Kafka was invited to the 2010 NFL Scouting Combine in Indianapolis, which started on February 24, along with teammates Corey Wootton and Sherrick McManis. Kafka chose Mike McCartney of Priority Sports of Chicago as his agent, who also represented Wootton. Priority hired former Chicago Bears quarterback Erik Kramer and a trainer in Phoenix, Arizona, to help Kafka prepare for the NFL Scouting Combine. To get ready for the Combine, Kafka worked out twice a day in Arizona and held practice sessions with Notre Dame wide receiver Golden Tate. Kafka chose not to bench press at the NFL Combine. On February 28, Kafka answered 35 out of the 50 questions on the Wonderlic test, and was "99 percent sure" that he answered all 35 correctly. Kafka had some of the best measurements in the vertical jump, broad jump, 60-yard shuttle, and three-cone drill among all quarterbacks.

Entries shown:
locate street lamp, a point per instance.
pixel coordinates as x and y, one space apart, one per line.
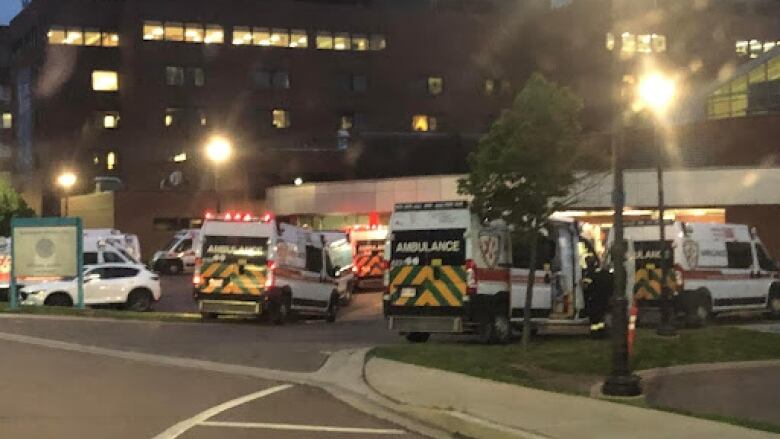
656 92
66 181
218 151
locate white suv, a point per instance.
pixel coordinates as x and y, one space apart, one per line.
131 285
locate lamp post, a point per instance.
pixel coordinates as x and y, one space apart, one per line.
656 92
66 181
218 151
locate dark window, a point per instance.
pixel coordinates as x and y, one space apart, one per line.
119 272
764 260
112 257
739 254
90 258
313 259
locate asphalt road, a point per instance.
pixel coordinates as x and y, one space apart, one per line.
49 393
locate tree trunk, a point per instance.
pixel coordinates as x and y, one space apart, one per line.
529 293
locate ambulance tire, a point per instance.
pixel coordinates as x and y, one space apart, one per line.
773 304
698 308
333 308
418 337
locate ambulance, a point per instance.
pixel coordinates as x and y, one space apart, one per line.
368 246
451 273
178 255
248 265
714 268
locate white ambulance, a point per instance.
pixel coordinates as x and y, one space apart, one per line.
450 273
178 255
715 268
251 266
368 246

To be done:
1. In the passage about Kafka and the NFL Scouting Combine, how many Wonderlic test questions did Kafka answer?
2. Translate this sentence from the passage about Kafka and the NFL Scouting Combine into Spanish: "Kafka chose not to bench press at the NFL Combine."
3. Pick up the passage about Kafka and the NFL Scouting Combine after its final sentence and write what comes next.

Answers given:
1. He answered 35 of the 50 questions.

2. Kafka decidió no hacer press de banca en el NFL Combine.

3.
At Northwestern's Pro Day on March 11, Kafka passed to his former teammates Andrew Brewer and Zeke Markshausen, and, according to Gil Brandt, only missed one pass during the entire workout. 25 NFL teams attended the workout, including the Cincinnati Bengals quarterbacks coach Ken Zampese and the Arizona Cardinals quarterback coach Chris Miller. Northwestern held its second Pro Day workout on March 29. He passed to his former teammates Brewer, Markshausen, and Brendan Mitchell during the workout. He was reportedly not as accurate on the second Pro Day as he was on the first, but still "very accurate". 24 NFL team representatives attended the Pro Day. Kafka worked out for the Cincinnati Bengals, Cleveland Browns, New England Patriots, and Oakland Raiders prior to the draft.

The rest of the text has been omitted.